_Brief A:_ Please sum up the article on "The Four Agreements" in two sentences.
_Brief B:_ List the subjects that, according to the article on "The Four Agreements," the book's four truths could help people talk about in "mixed company."

_Passage provided:_
Change Your Life Four the Better: Reaching Consensus with Ruiz's ‘The Four Agreements’

By Stafford Wood

Like many so-called “self-help” books, “The Four Agreements” by Don Miguel Ruiz could be overlooked as a trite summary of common knowledge (less commonly acted upon) or a poetic narrative of ancient wisdom with little place in our modern world. I read it at the suggestion of a friend, and while it seemed awfully familiar, I found it compelling as a summary of how to make relationships with others more satisfying. Beyond that, the four truths in the book could be quite helpful as guardrails for anyone trying to talk about Sex, Politics and Religion in “mixed company.” What follows is a summary of the major tenets for those of you who don't read 138 pages without knowing what you are getting into.


Be Impeccable with Your Word

The foundational quartern of the Four Agreements is designed to encourage honesty, integrity and clear communication beyond a simple “Mean what you say and say what you mean.” Whether you believe in the Christian concept of “The Word made flesh” or secretly wish to perfect everything from Wingardium Leviosa to Petrificus Totalus, most of us have some level of belief that words have power — that the concepts we choose to express have more power than what we retain rattling around in our brain. Ruiz intends to make us focus on what we say at an even higher level and gain the satisfaction of being in our integrity with every conversation.

_Dataset excerpts:_

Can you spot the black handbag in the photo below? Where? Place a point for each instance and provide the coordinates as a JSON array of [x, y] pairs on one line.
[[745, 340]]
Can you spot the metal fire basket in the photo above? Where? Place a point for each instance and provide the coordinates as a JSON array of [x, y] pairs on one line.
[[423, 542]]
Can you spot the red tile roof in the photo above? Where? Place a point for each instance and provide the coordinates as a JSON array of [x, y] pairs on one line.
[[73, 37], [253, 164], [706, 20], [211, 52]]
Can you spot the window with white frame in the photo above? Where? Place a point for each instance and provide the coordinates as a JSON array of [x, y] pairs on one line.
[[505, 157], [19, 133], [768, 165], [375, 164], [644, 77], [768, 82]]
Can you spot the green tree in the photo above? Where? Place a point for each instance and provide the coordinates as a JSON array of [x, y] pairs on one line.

---

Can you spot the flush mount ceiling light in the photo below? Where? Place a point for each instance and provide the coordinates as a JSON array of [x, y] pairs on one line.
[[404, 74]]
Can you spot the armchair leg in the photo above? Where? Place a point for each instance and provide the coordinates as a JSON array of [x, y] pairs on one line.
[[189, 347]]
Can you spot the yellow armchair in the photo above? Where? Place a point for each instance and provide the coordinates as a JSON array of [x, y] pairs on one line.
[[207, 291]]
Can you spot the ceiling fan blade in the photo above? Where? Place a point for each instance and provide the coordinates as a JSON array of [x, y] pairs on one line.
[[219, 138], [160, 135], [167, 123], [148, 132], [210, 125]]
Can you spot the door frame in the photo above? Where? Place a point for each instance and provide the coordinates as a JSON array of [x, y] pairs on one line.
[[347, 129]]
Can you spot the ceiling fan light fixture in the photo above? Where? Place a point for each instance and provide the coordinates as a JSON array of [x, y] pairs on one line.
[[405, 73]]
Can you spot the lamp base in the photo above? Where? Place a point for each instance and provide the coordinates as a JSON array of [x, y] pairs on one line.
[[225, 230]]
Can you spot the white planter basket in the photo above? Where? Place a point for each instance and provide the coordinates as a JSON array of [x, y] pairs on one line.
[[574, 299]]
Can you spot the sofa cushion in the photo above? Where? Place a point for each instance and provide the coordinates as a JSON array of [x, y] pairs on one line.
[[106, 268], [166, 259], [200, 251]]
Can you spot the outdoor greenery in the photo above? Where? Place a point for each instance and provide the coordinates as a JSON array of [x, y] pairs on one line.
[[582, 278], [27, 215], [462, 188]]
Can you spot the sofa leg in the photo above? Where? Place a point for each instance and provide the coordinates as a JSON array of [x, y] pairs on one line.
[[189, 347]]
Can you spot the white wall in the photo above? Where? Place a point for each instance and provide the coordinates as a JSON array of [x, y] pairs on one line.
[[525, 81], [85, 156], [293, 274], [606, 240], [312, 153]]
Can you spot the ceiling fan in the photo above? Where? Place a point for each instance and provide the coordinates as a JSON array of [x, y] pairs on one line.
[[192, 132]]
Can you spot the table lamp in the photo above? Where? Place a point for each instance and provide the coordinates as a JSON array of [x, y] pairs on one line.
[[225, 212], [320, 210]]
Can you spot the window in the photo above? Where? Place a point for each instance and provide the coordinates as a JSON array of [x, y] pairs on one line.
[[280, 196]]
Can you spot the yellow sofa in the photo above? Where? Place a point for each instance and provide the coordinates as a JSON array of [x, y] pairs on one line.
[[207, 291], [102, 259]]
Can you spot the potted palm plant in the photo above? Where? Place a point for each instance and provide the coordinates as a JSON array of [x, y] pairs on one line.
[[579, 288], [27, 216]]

---

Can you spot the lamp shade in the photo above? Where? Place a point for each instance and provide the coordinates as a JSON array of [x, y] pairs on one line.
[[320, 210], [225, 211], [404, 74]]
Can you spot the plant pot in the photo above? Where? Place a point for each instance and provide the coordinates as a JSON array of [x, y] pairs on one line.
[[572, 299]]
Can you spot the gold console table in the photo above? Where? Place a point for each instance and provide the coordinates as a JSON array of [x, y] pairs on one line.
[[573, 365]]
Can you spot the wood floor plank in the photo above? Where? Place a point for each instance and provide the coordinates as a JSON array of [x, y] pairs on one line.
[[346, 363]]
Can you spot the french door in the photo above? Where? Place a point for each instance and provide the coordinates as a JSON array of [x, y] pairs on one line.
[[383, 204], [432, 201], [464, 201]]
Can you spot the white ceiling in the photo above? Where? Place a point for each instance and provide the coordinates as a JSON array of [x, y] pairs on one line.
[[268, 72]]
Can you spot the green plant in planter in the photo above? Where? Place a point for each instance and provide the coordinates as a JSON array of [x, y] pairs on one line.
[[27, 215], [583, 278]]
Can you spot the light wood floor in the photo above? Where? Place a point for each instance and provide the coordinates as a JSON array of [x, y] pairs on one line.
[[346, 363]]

_Response box A:_ The writer read Don Miguel Ruiz's "The Four Agreements" at a friend's suggestion and found it, though familiar, a compelling summary of how to make relationships more satisfying and a possible set of guardrails for discussing sex, politics and religion in mixed company. Its first agreement, "Be Impeccable with Your Word," encourages honesty, integrity and clear communication, drawing on the widely held belief that words have power.

_Response box B:_
- Sex
- Politics
- Religion